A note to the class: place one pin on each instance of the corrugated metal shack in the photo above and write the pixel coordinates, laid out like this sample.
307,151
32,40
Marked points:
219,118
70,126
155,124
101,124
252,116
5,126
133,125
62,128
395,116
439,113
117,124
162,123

==============================

> TO BE DONE
Please pull every line out of the entries above and reproduce each one unchanged, in the same order.

> SOLVED EXERCISE
A note to the class: place one pin on each instance of the corrugated metal shack in the photo above and write the pixel coordinates, laid out like this sample.
307,151
32,40
Marked points:
219,118
70,126
155,124
101,124
252,116
5,126
133,125
62,128
395,116
439,113
117,124
162,123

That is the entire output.